* EXTRAHIERTER TEXT:
------------------------------------------------------------

Auch in den kommenden Wochen und Monaten wird die Stadt Dortmund mit dem verstärkten Zuzug von Flüchtlingen und Asylbewerbern rechnen müssen. Das machen die Belegungszahlen in der Erstaufnahmeeinrichtung (EAE) Hacheney deutlich: Seit Februar sind trotz aller ergriffenen Maßnahmen die Belegungszahlen in die Höhe geschnellt.
Am Montag 827 Neuzugänge in Hacheney – 688 blieben über Nacht
Allein am Montag kamen in der Landeseinrichtung 827 Neuzugänge an. 688 Menschen (!) mussten hier übernachten – bei maximal 350 Plätzen inklusive der Reserve. Der Grund ist aktuell der Zustrom aus dem Kosovo – 400 Hilfesuchende kamen am Montag von dort in Dortmund an.
„Der Kosovo gehört nicht zu den sicheren Herkunftsländern. Daher gehen die Menschen in das ganz normale Asylverfahren. Für Dortmund ist das eine durchaus ernste Situation“, so Jägers.
Aus eigener Kraft, in Hacheney, könne man dieses Problem nicht lösen. Weitere bauliche und organisatorische Maßnahmen seien nicht möglich – dies sei bereits alles ausgereizt.

------------------------------------------------------------

* DATENAUSZUG:
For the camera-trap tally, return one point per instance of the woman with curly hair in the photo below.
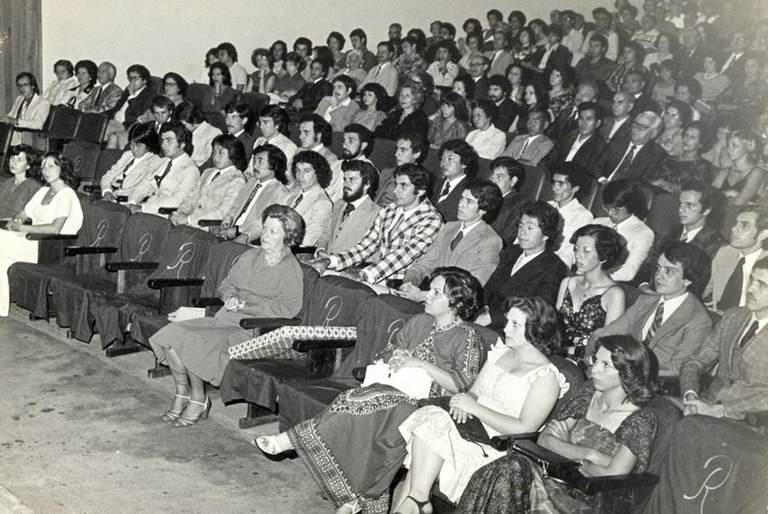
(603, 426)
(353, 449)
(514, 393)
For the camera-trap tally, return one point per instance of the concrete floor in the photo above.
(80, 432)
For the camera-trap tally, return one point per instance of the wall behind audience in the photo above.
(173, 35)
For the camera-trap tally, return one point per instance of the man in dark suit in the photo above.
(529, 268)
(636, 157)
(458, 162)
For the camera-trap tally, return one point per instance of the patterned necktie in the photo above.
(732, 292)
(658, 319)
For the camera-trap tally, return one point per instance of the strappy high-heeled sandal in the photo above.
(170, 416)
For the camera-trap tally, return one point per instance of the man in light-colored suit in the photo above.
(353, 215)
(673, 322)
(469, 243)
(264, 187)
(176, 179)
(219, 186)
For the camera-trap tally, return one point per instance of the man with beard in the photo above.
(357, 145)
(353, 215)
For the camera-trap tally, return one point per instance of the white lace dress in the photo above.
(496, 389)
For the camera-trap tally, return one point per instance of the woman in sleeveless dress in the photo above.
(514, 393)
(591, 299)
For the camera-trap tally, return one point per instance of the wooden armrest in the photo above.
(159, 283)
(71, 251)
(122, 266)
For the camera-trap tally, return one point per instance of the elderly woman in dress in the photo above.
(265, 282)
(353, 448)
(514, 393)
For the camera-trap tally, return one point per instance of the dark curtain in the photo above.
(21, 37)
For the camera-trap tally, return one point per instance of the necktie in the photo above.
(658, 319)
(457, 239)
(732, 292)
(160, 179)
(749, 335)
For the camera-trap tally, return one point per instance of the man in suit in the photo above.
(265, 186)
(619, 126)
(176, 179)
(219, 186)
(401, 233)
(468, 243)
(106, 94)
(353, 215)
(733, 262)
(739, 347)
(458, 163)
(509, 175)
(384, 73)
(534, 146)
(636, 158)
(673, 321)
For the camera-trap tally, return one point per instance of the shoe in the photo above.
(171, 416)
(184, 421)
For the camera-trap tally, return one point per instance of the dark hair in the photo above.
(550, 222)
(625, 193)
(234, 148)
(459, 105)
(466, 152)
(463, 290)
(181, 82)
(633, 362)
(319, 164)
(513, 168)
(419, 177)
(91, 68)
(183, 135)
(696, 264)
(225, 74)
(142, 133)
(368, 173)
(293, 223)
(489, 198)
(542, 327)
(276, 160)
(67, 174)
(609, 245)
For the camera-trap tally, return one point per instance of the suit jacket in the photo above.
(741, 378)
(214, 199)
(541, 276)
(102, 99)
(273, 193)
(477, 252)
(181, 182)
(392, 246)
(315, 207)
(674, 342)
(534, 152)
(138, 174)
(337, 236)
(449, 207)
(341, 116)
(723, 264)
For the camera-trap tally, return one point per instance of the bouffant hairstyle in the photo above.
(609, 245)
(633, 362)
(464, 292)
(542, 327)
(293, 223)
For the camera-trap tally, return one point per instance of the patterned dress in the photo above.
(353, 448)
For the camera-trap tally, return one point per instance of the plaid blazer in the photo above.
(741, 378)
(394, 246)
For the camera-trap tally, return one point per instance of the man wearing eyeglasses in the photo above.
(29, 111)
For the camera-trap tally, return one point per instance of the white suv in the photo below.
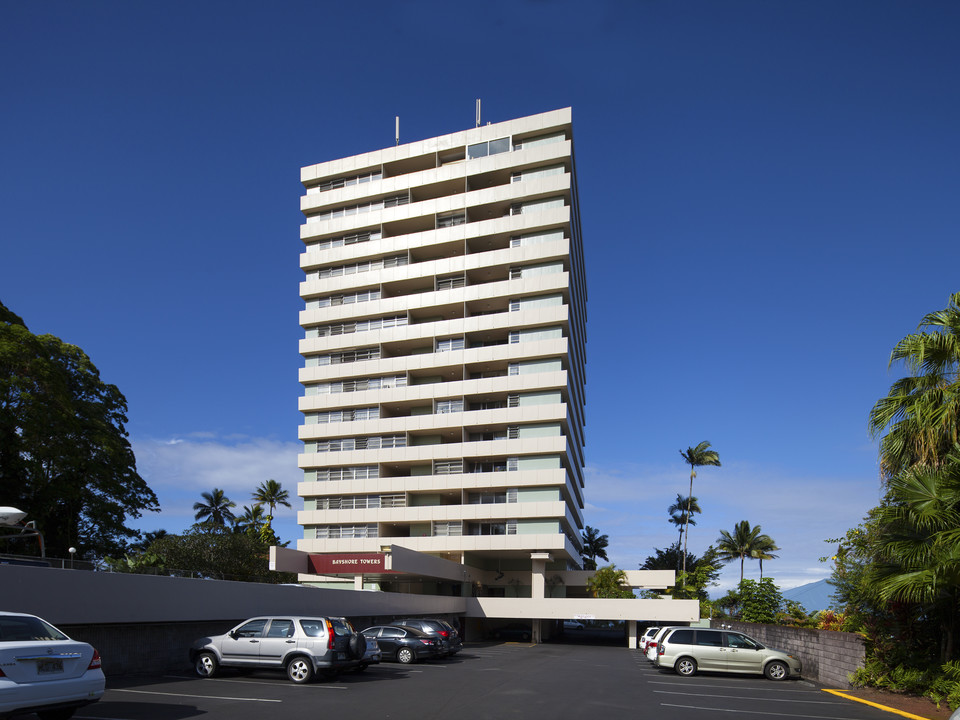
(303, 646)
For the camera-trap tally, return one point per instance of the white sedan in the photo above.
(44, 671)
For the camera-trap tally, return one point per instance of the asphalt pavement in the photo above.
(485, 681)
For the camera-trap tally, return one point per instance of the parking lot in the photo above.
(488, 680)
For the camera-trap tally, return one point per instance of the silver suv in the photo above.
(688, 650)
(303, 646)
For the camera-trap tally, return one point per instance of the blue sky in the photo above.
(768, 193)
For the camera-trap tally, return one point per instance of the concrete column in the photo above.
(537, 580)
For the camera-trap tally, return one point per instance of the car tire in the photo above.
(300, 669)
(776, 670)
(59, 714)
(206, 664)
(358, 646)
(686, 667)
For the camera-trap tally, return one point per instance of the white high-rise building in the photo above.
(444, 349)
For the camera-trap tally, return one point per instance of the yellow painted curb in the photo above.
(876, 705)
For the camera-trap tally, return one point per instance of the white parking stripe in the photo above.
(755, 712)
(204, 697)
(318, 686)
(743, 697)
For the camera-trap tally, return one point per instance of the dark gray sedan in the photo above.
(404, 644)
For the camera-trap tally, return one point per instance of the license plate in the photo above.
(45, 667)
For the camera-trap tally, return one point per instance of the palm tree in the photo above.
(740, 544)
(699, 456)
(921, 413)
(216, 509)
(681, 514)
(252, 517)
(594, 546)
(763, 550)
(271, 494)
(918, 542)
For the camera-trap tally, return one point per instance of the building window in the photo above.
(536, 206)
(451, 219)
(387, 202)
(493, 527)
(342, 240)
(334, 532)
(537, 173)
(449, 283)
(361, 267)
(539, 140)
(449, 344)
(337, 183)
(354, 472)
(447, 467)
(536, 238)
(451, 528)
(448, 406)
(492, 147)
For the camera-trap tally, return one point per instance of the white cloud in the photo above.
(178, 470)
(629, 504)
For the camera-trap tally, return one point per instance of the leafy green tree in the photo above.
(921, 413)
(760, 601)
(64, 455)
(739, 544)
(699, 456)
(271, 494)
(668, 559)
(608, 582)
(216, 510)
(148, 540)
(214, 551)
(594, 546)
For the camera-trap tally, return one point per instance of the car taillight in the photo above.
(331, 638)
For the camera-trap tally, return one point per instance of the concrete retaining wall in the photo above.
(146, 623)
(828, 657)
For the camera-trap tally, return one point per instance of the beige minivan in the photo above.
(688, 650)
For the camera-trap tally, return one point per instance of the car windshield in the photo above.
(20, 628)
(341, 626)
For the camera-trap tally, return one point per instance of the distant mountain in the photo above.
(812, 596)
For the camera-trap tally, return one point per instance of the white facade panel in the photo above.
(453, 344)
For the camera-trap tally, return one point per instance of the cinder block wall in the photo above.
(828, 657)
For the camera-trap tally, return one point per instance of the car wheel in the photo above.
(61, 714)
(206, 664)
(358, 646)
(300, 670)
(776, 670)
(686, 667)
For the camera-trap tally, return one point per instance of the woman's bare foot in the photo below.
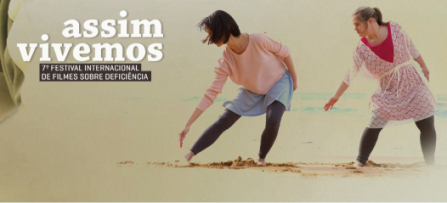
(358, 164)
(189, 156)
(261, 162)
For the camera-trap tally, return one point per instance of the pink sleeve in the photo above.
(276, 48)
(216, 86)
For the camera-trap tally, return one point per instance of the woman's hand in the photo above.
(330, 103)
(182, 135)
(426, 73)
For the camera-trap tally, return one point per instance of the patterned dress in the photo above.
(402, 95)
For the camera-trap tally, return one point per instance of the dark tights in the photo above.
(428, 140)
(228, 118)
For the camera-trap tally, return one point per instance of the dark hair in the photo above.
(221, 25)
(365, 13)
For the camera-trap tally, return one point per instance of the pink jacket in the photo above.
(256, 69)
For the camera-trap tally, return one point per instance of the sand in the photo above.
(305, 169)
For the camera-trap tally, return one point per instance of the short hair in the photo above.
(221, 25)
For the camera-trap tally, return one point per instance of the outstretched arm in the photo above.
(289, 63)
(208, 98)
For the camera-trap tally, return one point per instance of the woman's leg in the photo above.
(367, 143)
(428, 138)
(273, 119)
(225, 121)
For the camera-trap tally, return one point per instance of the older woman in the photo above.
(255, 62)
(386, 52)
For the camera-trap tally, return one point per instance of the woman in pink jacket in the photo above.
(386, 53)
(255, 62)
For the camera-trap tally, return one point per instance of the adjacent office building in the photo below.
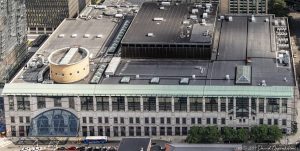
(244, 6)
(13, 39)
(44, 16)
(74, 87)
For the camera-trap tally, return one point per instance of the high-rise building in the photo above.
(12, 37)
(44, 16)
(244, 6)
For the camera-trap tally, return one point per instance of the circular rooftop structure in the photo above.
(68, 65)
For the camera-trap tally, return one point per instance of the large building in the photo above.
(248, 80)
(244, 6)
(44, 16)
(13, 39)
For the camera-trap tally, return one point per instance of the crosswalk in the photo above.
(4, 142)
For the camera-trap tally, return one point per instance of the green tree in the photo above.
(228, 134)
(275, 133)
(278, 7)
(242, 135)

------------------------------------------------------------

* AUFGABENSTELLUNG:
• a. Nennen Sie alle Zahlen, die im Text über die Erstaufnahmeeinrichtung Hacheney in Ziffern stehen, und zwar jede nur einmal.
• b. Wiederholen Sie aus dem Text über die Erstaufnahmeeinrichtung Hacheney wortgetreu den Abschnitt von „Auch in den“ bis einschließlich „in Dortmund an.“.
Die Auflistung steht in keinem Zusammenhang mit dem Text über die Erstaufnahmeeinrichtung Hacheney.

* LÖSUNGEN:
• a. 827, 688, 350, 400

• b.
Auch in den kommenden Wochen und Monaten wird die Stadt Dortmund mit dem verstärkten Zuzug von Flüchtlingen und Asylbewerbern rechnen müssen. Das machen die Belegungszahlen in der Erstaufnahmeeinrichtung (EAE) Hacheney deutlich: Seit Februar sind trotz aller ergriffenen Maßnahmen die Belegungszahlen in die Höhe geschnellt.
Am Montag 827 Neuzugänge in Hacheney – 688 blieben über Nacht
Allein am Montag kamen in der Landeseinrichtung 827 Neuzugänge an. 688 Menschen (!) mussten hier übernachten – bei maximal 350 Plätzen inklusive der Reserve. Der Grund ist aktuell der Zustrom aus dem Kosovo – 400 Hilfesuchende kamen am Montag von dort in Dortmund an.